« Les pauvres sont (…) plus enclins à être artisans de paix. Faites la paix ! Créez la paix ! Donnez des exemples de paix ! ». C’est l’exhortation du pape François devant quelque 4000 personnes en situation précaire ou marginalisées, venues en pèlerinage à Rome à l’occasion du Jubilé de la miséricorde, le 11 octobre 2016. « La plus grande pauvreté, a aussi assuré le pape, c’est la guerre ».
Après deux témoignages d’anciens de la rue lors de la rencontre dans la salle Paul VI, le pape a pris la parole en espagnol. Il a souligné la « dignité » des plus pauvres qui ont « la capacité de trouver la beauté jusque dans les choses les plus tristes et les plus douloureuses ». « Pauvres oui, misérables non ! …. Pauvres oui, dominés non ! Exploités non ! », a-t-il lancé.
Voici notre traduction intégrale du discours du pape François.

→ Extraits de données
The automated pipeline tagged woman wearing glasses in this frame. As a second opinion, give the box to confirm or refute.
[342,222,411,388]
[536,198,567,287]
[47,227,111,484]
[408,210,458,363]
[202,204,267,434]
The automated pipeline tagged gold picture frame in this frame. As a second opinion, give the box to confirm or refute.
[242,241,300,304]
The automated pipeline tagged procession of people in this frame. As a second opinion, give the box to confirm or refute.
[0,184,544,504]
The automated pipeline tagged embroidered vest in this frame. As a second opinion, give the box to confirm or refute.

→ Exercices à faire
1. Recopiez le passage du texte sur le pape François allant de « Après deux témoignages » à « du pape François. ».
2. Relevez toutes les phrases à l'impératif que le texte sur le pape François cite dans ses propos.

→ Réponses par exercice
1.
Après deux témoignages d’anciens de la rue lors de la rencontre dans la salle Paul VI, le pape a pris la parole en espagnol. Il a souligné la « dignité » des plus pauvres qui ont « la capacité de trouver la beauté jusque dans les choses les plus tristes et les plus douloureuses ». « Pauvres oui, misérables non ! …. Pauvres oui, dominés non ! Exploités non ! », a-t-il lancé.
Voici notre traduction intégrale du discours du pape François.

2.
- Faites la paix !
- Créez la paix !
- Donnez des exemples de paix !